▸ **STATED GOAL**:
Update the records below by replacing "takes a single marker" with "gets exactly one marker" wherever it occurs, and reproduce every line with nothing else altered.

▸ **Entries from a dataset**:
-- BEGIN --

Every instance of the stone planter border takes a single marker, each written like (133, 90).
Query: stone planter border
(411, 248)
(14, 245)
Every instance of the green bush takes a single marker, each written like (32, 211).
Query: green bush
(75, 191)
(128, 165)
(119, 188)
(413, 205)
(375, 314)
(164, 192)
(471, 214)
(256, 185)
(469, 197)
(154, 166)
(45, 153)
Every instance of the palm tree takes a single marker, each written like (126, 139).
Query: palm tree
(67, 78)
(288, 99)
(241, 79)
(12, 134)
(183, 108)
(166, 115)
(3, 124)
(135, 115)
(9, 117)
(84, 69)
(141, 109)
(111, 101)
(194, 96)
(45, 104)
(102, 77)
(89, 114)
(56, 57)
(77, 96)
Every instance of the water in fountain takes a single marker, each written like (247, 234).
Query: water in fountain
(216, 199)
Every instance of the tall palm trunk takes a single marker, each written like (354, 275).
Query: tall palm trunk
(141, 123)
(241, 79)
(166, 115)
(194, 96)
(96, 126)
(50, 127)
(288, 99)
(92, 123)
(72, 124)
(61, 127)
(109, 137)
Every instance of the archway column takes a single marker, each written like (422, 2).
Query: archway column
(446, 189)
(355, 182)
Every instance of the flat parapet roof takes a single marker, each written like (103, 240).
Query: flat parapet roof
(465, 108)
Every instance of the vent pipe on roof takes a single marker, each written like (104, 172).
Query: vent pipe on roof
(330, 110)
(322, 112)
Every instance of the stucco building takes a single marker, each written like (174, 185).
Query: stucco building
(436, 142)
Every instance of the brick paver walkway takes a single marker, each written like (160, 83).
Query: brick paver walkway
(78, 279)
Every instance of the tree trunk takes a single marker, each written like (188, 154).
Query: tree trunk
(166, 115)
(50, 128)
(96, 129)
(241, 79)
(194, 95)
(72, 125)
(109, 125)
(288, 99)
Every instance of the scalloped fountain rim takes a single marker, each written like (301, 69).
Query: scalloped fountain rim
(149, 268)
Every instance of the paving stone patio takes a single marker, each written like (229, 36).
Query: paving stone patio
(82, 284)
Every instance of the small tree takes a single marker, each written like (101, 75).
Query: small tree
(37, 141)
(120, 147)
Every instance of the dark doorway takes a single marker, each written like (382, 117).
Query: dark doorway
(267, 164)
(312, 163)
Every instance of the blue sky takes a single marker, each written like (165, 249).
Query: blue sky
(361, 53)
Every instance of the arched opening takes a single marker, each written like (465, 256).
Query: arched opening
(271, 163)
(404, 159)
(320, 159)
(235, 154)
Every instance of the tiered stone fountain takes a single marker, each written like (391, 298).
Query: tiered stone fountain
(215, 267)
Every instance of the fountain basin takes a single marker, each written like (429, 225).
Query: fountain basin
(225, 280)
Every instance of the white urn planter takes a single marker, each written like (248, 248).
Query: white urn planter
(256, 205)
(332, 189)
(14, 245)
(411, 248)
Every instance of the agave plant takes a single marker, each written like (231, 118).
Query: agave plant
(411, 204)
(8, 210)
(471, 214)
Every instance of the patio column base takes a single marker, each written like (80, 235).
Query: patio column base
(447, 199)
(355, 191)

-- END --

▸ **SOLVED EXERCISE**:
Every instance of the stone planter border gets exactly one marker, each written like (133, 90).
Query: stone planter border
(411, 248)
(14, 245)
Every instance of the green bush gets exactly one marker, each written like (32, 211).
Query: green bush
(75, 191)
(128, 165)
(119, 188)
(413, 205)
(375, 314)
(164, 192)
(471, 214)
(256, 185)
(469, 197)
(154, 166)
(45, 153)
Every instance of the palm tree gets exactly one marker, each written like (126, 139).
Query: palm tree
(67, 78)
(288, 99)
(241, 79)
(12, 134)
(183, 108)
(166, 115)
(3, 124)
(135, 115)
(9, 117)
(84, 69)
(141, 109)
(111, 101)
(194, 96)
(45, 104)
(102, 77)
(89, 114)
(56, 57)
(77, 96)
Every instance of the water in fountain gets exactly one marker, each written like (247, 234).
Query: water in fountain
(216, 199)
Every instance of the tall palm trunk gets exactly one marker, each written like (354, 275).
Query: tall palm trunk
(141, 123)
(241, 79)
(166, 115)
(194, 96)
(96, 126)
(50, 127)
(288, 99)
(92, 123)
(72, 124)
(61, 127)
(109, 137)
Every instance of the archway column gets exactly one marker, each written like (422, 2).
Query: archway column
(446, 189)
(355, 182)
Every instance of the flat parapet roof gets exactly one marker, each written like (103, 240).
Query: flat parapet roof
(465, 108)
Every instance of the vent pipe on roof gets exactly one marker, each written like (104, 172).
Query: vent pipe on roof
(330, 110)
(322, 112)
Every instance of the stucco building gets exactly one marker, each written like (174, 185).
Query: stucco building
(436, 142)
Every instance of the brick paver walkway gets exactly one marker, each written like (160, 83).
Query: brick paver walkway
(78, 279)
Every instance of the tree trunk gets exactly one marker, each written like (188, 154).
Query: tree trunk
(166, 115)
(50, 128)
(96, 129)
(241, 79)
(194, 95)
(72, 125)
(109, 125)
(288, 99)
Every instance of the scalloped fountain rim gets exactly one marker, each written like (301, 69).
Query: scalloped fountain rim
(149, 268)
Every instance of the paving stone patio gets exactly one marker, each written like (229, 36).
Query: paving stone patio
(82, 284)
Every instance of the small tree gets exactly one marker, each written like (101, 75).
Query: small tree
(37, 141)
(120, 147)
Every instance of the dark doorway gets exactly one marker, each written like (382, 117).
Query: dark doorway
(267, 164)
(312, 163)
Every instance of the blue sky gets exactly one marker, each written like (165, 249).
Query: blue sky
(361, 53)
Every instance of the arched opening gets exactly one marker, each written like (465, 256).
Query: arched opening
(271, 163)
(404, 159)
(320, 159)
(235, 154)
Every instance of the tiered stone fountain gets exactly one marker, each written like (391, 298).
Query: tiered stone fountain
(215, 267)
Every instance of the fountain basin gets exactly one marker, each written like (429, 225).
Query: fountain basin
(225, 280)
Every instance of the white urn planter gets exactly one marker, each written like (248, 248).
Query: white urn planter
(256, 205)
(332, 189)
(14, 245)
(411, 248)
Every instance of the agave plant gets exactly one marker, each written like (231, 118).
Query: agave plant
(411, 204)
(8, 210)
(471, 214)
Every instance of the patio column base gets exactly one marker, each written like (80, 235).
Query: patio column base
(447, 199)
(355, 191)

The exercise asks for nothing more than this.